§ **Task requirements**
Copy out all the records below, substituting "image" for every "screenshot" and changing nothing else. Leave the pictures out of your copy.

-- Data shown start --

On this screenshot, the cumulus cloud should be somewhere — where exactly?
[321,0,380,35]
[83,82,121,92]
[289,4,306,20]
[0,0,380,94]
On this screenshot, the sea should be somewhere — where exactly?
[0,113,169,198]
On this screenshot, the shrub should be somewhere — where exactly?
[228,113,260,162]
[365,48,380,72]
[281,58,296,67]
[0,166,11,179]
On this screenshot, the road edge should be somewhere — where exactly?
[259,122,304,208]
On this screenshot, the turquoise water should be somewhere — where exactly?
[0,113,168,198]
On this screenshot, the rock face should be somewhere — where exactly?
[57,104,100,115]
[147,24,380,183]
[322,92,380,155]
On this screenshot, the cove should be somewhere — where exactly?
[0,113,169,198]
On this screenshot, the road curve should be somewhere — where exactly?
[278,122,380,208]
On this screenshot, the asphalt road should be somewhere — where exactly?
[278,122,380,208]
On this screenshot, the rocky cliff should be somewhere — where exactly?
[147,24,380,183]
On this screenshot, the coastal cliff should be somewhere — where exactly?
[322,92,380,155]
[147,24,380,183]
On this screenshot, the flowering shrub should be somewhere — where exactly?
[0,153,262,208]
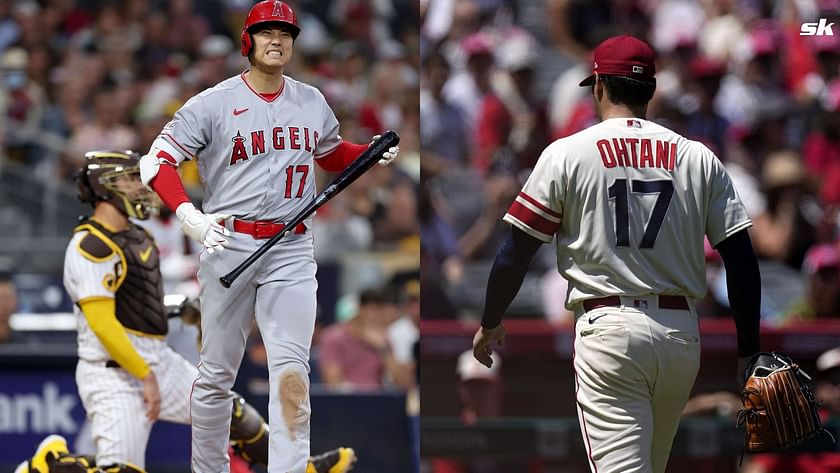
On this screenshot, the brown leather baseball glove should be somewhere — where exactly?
[738,352,823,453]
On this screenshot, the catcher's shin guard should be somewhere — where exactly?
[230,393,268,466]
[47,454,102,473]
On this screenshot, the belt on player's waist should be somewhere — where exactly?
[233,218,306,240]
[583,296,689,312]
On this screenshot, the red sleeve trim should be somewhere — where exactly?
[519,192,563,218]
[315,141,368,172]
[508,201,560,236]
[149,163,190,212]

-- Data shown end --

§ **Solution for this task**
On this image, the cumulus cloud should be somewhere — where exactly?
[321,0,380,35]
[83,82,121,92]
[289,4,306,20]
[0,0,380,94]
On this image, the sea should be somewhere — where exactly?
[0,113,169,198]
On this image, the shrub should be somewhere — where exactly?
[228,113,260,162]
[365,48,380,72]
[281,58,296,67]
[0,166,11,179]
On this image, the road edge should be somewhere — where exactly?
[259,122,304,208]
On this image, the turquoise water should be somewhere — where exactly?
[0,113,168,198]
On this image, the rock face should be somewhere — where exactly?
[57,104,100,115]
[147,24,380,183]
[322,92,380,155]
On this image, the cove should be somewhere — where exactly?
[0,113,169,198]
On this image, the road curve should be somewhere — where exactly?
[278,122,380,208]
On this image, the asphalt road should be somewhere — where exactly?
[278,122,380,208]
On this image, the rocky cliff should be somewhere — where exactly?
[147,24,380,183]
On this image, the coastal cliff should be somewhere — where exactly?
[322,92,380,155]
[147,24,380,183]
On this image, the flowering shrub should be somewhere — where exactly?
[0,153,262,208]
On this image, the brown leather baseball glove should be somewhere — where exactly?
[738,352,823,453]
On this image, the catcher's shin guard should be somewhere — where exactly?
[230,393,268,466]
[47,454,102,473]
On this image, the belt on player's waist should be somewhere — where exactly?
[233,218,306,240]
[583,296,689,312]
On this image, the red sleeve trim should be somewhere — where exactly?
[519,192,563,218]
[315,141,368,172]
[508,201,560,236]
[149,163,190,212]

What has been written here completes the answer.